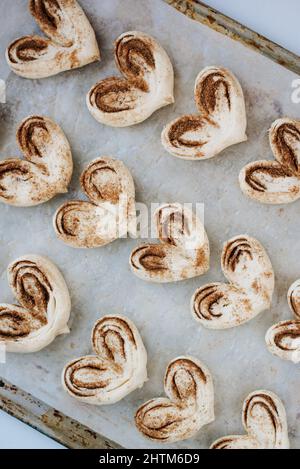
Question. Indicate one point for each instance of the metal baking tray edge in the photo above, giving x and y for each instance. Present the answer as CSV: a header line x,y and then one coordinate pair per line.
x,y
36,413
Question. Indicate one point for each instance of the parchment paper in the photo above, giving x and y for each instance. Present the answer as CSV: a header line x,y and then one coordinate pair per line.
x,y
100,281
==
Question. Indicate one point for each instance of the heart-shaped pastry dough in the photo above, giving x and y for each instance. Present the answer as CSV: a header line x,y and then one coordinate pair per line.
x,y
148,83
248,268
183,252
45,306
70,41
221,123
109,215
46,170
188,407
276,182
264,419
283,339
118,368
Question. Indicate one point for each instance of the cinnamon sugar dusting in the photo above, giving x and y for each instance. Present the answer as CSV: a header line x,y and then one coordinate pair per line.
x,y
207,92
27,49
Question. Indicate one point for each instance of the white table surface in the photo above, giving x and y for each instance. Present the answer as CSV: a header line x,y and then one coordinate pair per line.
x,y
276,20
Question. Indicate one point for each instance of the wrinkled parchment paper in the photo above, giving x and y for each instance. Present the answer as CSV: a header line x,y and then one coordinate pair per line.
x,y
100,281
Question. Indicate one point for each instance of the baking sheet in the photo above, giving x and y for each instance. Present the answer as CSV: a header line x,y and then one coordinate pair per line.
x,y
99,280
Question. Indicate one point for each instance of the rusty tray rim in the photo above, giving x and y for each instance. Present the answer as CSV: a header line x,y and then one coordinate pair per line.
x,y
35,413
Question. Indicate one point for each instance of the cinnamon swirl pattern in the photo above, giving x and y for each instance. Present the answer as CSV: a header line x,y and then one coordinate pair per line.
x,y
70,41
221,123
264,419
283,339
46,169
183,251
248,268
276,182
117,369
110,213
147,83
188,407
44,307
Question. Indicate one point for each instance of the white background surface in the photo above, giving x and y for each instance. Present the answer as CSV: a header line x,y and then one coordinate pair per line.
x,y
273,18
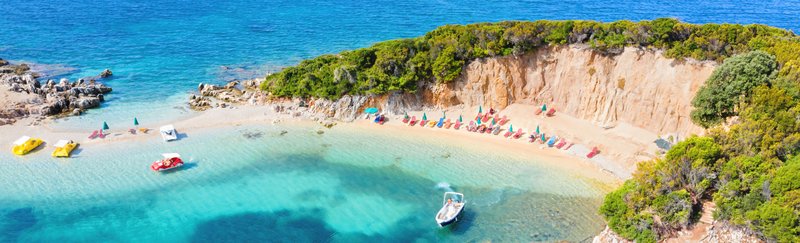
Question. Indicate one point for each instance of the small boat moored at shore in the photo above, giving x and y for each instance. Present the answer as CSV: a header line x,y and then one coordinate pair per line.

■ What is needed:
What you write out is the stretch of entries from the line containing "the white table" to the line containing "Question. Indicate one point for each instance of the small", word for word, with both end lines and no pictures.

■ Written solution:
Question. Indicate one point for each instance of the white table surface in the photo above, giving x and y for each instance. Present the answer as CSV: a header line x,y and then one coordinate pair per line.
x,y
276,20
Question. Indicate one point for each instance of the wrinkled parchment paper in the photo above, giving x and y for each instance. Present the answer as CSV: a header line x,y and then one coordinate pair per line.
x,y
100,281
Question. Indicate one point for each instance of the baking sheet in the photo above, giving x and y for each instance. Present the answer as CSV: a header line x,y and then one coordinate pair per line.
x,y
99,280
Question. Indicate one point for each instance of the rusty tray rim in the photo above, giving x and y for each instance. Present the answer as CSV: a header line x,y and then one coordinate pair per line.
x,y
35,413
Question. Indicate one point for each instance of the cinnamon swirl pattern in the photo above, giving x and y for each instance. Present the answer as CSV: a header line x,y and then one coordinate pair per line.
x,y
70,41
221,123
264,419
283,339
46,169
183,251
248,268
276,182
117,369
110,213
147,83
188,407
44,307
Question. Indicate one point for each instance of the white background surface in the photo above, giving x and y for each instance. Present the answer as CSV: a header line x,y and then one coordinate pair per line.
x,y
273,18
Question. Indicate one point for each instance of the small boat moored at shore in the photo above, giving x and y for each instance. Present the answer as CSV: a header line x,y and then one coordinate pair per line.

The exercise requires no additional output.